## [Work to do]
Rewrite everything in the listing from the line containing "target: blue sky" down to the end as a Markdown table with the columns Row and Line, numbering each line and leaving out blank lines.

## [Data listing]
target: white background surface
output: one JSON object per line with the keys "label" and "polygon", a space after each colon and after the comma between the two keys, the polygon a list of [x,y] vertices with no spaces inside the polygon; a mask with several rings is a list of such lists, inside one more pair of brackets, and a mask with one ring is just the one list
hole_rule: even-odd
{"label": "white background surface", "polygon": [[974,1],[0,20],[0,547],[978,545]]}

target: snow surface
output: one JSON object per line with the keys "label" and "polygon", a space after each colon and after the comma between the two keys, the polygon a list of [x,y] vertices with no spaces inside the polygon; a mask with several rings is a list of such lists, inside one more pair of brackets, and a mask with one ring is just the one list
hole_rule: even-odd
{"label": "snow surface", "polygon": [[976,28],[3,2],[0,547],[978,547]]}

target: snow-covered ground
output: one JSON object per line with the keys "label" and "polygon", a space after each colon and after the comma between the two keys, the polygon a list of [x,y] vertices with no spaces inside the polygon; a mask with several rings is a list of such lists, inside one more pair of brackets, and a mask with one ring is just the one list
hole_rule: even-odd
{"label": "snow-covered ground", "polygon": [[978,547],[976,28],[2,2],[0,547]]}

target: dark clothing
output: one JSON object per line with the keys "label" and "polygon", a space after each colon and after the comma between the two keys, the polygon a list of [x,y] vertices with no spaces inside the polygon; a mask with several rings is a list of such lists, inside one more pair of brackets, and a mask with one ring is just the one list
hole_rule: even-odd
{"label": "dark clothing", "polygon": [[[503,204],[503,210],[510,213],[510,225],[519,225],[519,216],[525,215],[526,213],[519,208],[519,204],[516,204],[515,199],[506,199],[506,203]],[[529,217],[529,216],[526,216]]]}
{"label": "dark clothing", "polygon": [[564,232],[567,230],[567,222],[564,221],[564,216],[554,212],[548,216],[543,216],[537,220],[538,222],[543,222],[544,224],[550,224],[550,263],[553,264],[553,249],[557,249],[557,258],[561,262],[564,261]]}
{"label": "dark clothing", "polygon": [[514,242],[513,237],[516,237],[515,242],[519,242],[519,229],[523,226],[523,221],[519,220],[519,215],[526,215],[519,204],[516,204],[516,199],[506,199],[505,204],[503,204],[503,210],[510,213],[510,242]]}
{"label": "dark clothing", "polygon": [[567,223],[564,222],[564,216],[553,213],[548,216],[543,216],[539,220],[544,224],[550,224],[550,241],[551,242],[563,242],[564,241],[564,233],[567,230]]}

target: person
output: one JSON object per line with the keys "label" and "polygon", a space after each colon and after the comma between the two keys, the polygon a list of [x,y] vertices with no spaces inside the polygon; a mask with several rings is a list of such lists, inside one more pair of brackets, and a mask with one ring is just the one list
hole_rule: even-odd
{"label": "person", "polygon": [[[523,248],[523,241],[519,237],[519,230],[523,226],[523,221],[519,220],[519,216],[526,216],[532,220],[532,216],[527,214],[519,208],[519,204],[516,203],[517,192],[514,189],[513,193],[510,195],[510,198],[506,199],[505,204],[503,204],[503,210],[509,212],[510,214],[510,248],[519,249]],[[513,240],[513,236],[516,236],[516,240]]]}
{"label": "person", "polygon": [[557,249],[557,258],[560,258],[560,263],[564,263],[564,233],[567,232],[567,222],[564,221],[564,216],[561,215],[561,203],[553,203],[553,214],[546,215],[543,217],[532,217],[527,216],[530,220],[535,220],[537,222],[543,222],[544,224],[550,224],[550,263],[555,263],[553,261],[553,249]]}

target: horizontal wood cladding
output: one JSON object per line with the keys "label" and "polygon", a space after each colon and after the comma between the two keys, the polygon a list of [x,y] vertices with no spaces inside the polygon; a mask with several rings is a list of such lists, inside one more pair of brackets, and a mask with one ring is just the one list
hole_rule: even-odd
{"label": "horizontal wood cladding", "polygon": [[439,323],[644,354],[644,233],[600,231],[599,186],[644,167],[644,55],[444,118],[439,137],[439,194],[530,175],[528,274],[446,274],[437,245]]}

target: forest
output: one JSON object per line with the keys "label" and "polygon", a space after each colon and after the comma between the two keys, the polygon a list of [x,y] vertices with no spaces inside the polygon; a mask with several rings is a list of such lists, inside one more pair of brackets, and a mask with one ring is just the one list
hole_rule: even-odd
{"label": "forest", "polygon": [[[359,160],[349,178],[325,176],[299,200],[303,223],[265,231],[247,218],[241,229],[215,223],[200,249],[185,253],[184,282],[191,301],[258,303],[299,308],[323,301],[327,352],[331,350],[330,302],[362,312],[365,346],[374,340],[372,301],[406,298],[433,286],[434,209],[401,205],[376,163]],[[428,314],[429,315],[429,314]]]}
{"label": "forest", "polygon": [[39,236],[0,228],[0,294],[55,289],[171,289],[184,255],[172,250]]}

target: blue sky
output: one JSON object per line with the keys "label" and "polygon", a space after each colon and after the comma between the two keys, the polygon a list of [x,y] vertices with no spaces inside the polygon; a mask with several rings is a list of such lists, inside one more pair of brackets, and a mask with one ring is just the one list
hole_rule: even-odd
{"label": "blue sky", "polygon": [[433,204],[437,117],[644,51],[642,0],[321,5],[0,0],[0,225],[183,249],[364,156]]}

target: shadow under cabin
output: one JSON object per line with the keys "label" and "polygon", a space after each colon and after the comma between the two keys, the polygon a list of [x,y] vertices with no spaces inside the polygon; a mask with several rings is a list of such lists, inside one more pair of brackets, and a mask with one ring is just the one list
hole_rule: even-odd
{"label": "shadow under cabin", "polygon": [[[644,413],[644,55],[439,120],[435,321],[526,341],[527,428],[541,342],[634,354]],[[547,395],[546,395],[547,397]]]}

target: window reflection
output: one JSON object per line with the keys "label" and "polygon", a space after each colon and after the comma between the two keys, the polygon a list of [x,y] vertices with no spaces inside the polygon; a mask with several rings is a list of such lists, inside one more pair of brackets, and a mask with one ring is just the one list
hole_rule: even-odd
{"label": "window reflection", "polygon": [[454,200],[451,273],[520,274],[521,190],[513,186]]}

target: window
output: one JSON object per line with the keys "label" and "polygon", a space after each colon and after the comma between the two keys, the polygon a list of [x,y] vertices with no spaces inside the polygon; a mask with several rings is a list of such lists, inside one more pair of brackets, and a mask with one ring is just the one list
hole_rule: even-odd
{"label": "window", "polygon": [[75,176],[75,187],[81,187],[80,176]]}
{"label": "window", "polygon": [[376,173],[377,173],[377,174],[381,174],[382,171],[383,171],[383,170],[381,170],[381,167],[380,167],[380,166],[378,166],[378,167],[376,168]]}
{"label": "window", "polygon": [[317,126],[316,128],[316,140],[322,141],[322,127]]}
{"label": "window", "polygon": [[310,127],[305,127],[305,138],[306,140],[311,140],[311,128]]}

## [Finished answer]
| Row | Line |
|---|---|
| 1 | target: blue sky |
| 2 | output: one JSON object per line with the keys "label" and "polygon", a space after each colon and after the comma between the two keys, the polygon a list of [x,y] vertices with no spaces inside the polygon; a mask with several rings is a list of such lists, inside one more pair of brackets, and a mask with one ring is just the one list |
| 3 | hole_rule: even-odd |
| 4 | {"label": "blue sky", "polygon": [[433,204],[437,117],[644,51],[642,0],[321,5],[0,0],[0,225],[183,249],[364,156]]} |
| 5 | target: shadow under cabin |
| 6 | output: one JSON object per line with the keys "label" and "polygon", a space after each colon and after the comma between the two keys, the polygon a list of [x,y] vertices with no spaces inside the polygon; a mask with several rings is a list of such lists, inside one more pair of brackets, and a mask with one ring is just the one list |
| 7 | hole_rule: even-odd |
| 8 | {"label": "shadow under cabin", "polygon": [[[644,413],[644,55],[439,120],[435,321],[526,341],[527,428],[541,342],[634,354]],[[547,395],[546,395],[547,397]]]} |
| 9 | target: window reflection |
| 10 | output: one JSON object per line with the keys "label" and "polygon", a space after each colon and after the comma between the two keys, the polygon a list of [x,y] vertices with no spaces inside the polygon; a mask with several rings is a list of such lists, inside one more pair of brackets, and a mask with one ring is just the one list |
| 11 | hole_rule: even-odd |
| 12 | {"label": "window reflection", "polygon": [[454,200],[451,273],[520,274],[521,190],[513,186]]} |
| 13 | target: window |
| 14 | output: one JSON object per line with the keys "label" and "polygon", a space after each colon and after the comma between the two keys, the polygon a list of [x,y] vertices with no spaces inside the polygon; a mask with several rings is a list of such lists, inside one more pair of brackets, and a mask with one ring is just the one list |
| 15 | hole_rule: even-odd |
| 16 | {"label": "window", "polygon": [[75,176],[75,187],[81,187],[80,176]]} |
| 17 | {"label": "window", "polygon": [[376,173],[377,173],[377,174],[381,174],[382,171],[383,171],[383,170],[381,170],[381,167],[380,167],[380,166],[378,166],[378,167],[376,168]]} |
| 18 | {"label": "window", "polygon": [[317,126],[316,128],[316,140],[322,141],[322,127]]} |
| 19 | {"label": "window", "polygon": [[310,127],[305,127],[305,138],[306,140],[311,140],[311,128]]} |